Rewrite the lines below as a two-column CSV headed text and answer. Give each line its own row with all of its coordinates beside it, and put every field in double quotes with line breaks turned into spaces.

Available records:
= = =

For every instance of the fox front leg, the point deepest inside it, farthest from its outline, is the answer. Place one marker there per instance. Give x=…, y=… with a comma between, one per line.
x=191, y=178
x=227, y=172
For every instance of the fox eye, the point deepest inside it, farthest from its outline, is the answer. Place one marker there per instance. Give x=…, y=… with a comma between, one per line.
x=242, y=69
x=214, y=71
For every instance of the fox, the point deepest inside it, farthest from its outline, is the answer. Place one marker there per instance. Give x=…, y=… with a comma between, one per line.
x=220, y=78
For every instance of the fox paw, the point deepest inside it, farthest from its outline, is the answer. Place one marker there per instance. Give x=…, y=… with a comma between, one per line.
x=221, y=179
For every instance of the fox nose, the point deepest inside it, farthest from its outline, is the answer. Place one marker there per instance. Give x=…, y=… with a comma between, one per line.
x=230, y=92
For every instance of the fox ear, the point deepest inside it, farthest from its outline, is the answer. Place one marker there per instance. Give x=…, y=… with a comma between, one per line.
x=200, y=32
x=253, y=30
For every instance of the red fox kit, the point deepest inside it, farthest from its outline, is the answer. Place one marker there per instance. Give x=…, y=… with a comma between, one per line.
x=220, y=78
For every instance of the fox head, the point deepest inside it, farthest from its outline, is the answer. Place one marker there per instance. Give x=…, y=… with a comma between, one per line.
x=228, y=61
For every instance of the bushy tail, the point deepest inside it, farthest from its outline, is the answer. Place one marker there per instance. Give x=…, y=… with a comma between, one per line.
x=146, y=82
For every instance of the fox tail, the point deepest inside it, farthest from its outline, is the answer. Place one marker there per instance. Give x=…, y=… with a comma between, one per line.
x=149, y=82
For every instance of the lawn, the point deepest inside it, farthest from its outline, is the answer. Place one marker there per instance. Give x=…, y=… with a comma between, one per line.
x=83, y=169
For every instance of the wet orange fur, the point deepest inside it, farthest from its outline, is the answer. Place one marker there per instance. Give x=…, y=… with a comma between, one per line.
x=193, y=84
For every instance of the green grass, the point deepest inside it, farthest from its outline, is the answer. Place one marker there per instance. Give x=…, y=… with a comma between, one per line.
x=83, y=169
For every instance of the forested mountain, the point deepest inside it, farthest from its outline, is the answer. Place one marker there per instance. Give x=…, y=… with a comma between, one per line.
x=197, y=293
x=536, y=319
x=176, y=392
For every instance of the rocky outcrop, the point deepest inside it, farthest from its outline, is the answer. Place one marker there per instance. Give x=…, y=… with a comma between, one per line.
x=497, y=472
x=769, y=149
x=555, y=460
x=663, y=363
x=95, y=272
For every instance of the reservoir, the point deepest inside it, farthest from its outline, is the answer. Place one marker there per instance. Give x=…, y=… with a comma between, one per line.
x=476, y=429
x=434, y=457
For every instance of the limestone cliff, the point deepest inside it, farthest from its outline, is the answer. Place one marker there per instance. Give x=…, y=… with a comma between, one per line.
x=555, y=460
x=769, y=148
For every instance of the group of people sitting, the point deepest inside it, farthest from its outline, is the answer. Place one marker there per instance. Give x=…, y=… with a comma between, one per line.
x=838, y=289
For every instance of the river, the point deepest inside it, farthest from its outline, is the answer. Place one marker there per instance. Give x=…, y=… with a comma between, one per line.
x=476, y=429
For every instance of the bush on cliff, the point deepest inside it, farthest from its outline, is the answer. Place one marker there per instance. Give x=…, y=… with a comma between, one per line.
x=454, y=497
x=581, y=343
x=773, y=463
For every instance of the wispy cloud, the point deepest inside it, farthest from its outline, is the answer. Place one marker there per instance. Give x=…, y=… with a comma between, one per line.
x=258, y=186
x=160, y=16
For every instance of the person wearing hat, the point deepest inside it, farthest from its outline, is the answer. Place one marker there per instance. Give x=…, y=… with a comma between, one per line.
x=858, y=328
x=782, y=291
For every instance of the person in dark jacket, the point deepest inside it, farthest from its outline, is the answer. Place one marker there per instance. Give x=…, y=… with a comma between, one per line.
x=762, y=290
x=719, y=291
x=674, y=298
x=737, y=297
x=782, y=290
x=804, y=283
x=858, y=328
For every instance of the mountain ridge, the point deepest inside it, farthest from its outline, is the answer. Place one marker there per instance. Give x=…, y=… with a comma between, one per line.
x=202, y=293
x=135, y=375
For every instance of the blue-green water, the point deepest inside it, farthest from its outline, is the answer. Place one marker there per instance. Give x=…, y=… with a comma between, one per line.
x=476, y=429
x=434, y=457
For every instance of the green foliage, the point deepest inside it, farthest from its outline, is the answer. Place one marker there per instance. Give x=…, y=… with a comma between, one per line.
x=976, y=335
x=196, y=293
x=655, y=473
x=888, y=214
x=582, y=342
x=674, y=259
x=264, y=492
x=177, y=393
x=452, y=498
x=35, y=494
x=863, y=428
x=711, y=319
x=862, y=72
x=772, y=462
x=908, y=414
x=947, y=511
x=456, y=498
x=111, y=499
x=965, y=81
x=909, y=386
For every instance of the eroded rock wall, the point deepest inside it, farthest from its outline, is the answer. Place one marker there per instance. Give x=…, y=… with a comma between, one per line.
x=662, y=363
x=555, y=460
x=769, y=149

= = =

Reply to the task:
text,answer
"For every instance of the fox front leg, the point deepest inside it, farthest from its outline, is the answer. Place one marker there per instance. Give x=…, y=… with a comma between, one per line.","x=191, y=178 x=227, y=172"
"For every instance of the fox eye, the point deepest inside it, farthest from its outline, is the answer. Place one marker there per instance. Give x=…, y=… with a comma between, one per line.","x=242, y=69 x=214, y=71"
"For every instance of the fox, the point deepest inside it, farthest from its outline, is the answer. Place one marker there per instance. Give x=…, y=… with a comma between, one per line.","x=220, y=78"
"For every instance of the fox paw, the point deepest inside it, farthest from its outline, is the answer. Place one marker there per instance. Give x=…, y=… with a comma between, one per line.","x=221, y=179"
"For every instance of the fox nose, the point deepest inside it, farthest from its outline, is the answer. Place one marker there per instance. Give x=…, y=… with a comma between, one per line.","x=230, y=92"
"For every instance of the fox ear, the point deepest inside it, farthest from its outline, is the answer. Place one marker there per instance. Give x=…, y=… with a comma between, one per line.","x=200, y=32 x=253, y=30"
"For every instance of the red fox kit, the point deepest inside it, farthest from its outline, is the answer. Place one marker there per instance. Give x=…, y=… with a comma between, one per line.","x=220, y=78"
"For every instance of the fox head, the point deepest inside it, farthest from its outline, is the answer. Place one marker there per instance. Give x=…, y=… with a comma between, one per line.","x=228, y=61"
"For every instance of the bushy tail, the point deepest inside it, farthest from its outline, is the answer. Place one marker there per instance. Give x=…, y=… with a comma between, one per line.","x=146, y=82"
"For every instance of the fox tail, the point deepest inside it, farthest from its outline, is the answer. Place one marker there per instance. Give x=…, y=… with a comma between, one per line.","x=149, y=82"
"For every instance of the lawn, the point deepest inside it, farthest from its outline, is the answer. Place one marker there per instance. Give x=…, y=… with a comma between, one per line.","x=83, y=169"
"For every instance of the wet orange fur, the point deepest inside it, farthest from its outline, is the answer. Place one marker there per instance. Give x=…, y=… with a comma between, one per line.","x=193, y=84"
"For every instance of the green grass, the point deepest inside it, farthest from its outline, is the answer. Place one marker there per instance. Give x=…, y=… with a comma between, one per line.","x=83, y=169"
"For every instance of the forested mountain, the point deepest inside it, farthest from its outline, is the answer. Place one marker there per instance. Give x=…, y=… with a comma between, one per line.","x=197, y=293 x=536, y=319 x=176, y=392"
"For every instance of the rocky outcrop, the point deepest inside it, farthest from its outline, is the answer. Place one marker there per instance. Give x=…, y=… with a comma between, one per line.","x=497, y=472 x=769, y=149 x=555, y=460 x=663, y=363 x=95, y=272"
"For every instance of the reservoir, the point deepest inside it, farthest from its outline, is the answer. Place one marker there per instance. Give x=…, y=… with a comma between, one per line.","x=476, y=429 x=434, y=457"
"For every instance of the limestone cliff, the point deepest inside it, farthest from its outline, is the answer. Place one marker there per instance. Give x=…, y=… with a comma between, one per line.","x=555, y=460 x=769, y=148"
"For every instance of the group of people sitting, the point deepest inside it, farthest from its outline, is the answer. Place one marker there per instance. Give x=…, y=… with a comma between, one per line.","x=838, y=289"
"For every instance of the river, the point deepest inside it, farthest from its outline, is the answer. Place one marker there per instance. Give x=…, y=… with a comma between, one per line.","x=476, y=429"
"For every instance of the bush on cliff, the point deepest inside it, farthest from its outline, is the answer. Place one marker there per instance. Give x=…, y=… with a comma between, one per line.","x=454, y=497 x=581, y=343 x=773, y=463"
"For every instance of the wispy cloud, the point deepest inside it, farthest from its outline, is the answer. Place one marker there per instance. Give x=…, y=… with a comma between, one per line.","x=258, y=186 x=160, y=16"
"For every instance of the person wearing hat, the point deepest inside it, farthest from its outline, is the answer. Place one marker there per instance. Give x=…, y=… with a comma between, one per line.","x=858, y=328 x=782, y=291"
"For every instance of the person in dark jacket, the point deepest inside it, farthest from its outline, is the answer. Place one marker there per instance. Give x=…, y=… with a comma between, one per line.","x=762, y=290 x=719, y=291 x=674, y=298 x=737, y=297 x=782, y=290 x=804, y=283 x=858, y=328"
"For every instance of the mountain ridge, the point deepest inside it, farthest from its outline, is the answer. Place one marker there per instance. Give x=…, y=… with a comma between, one per line.","x=202, y=293 x=135, y=375"
"For every instance of the blue-green water, the point deepest inside it, farthest from its outline, is the answer. Place one marker there per instance. Give x=…, y=… with a comma between, one per line.","x=476, y=429 x=434, y=457"
"For every instance of the green foliage, the point deepest inside it, farthest from its outline, is the answer. Place one marker there per instance. Give x=…, y=… with a comma between, one per line.","x=976, y=335 x=196, y=293 x=655, y=473 x=888, y=214 x=582, y=342 x=674, y=259 x=264, y=492 x=177, y=393 x=452, y=498 x=35, y=494 x=863, y=428 x=711, y=319 x=862, y=72 x=772, y=462 x=908, y=414 x=947, y=511 x=456, y=498 x=111, y=499 x=965, y=81 x=909, y=386"
"For every instance of the eroded rock wall, the point deepest inside it, farthest from its outline, is the answer. Place one marker there per instance. Give x=…, y=… with a comma between, one per line.","x=662, y=363 x=555, y=460 x=769, y=149"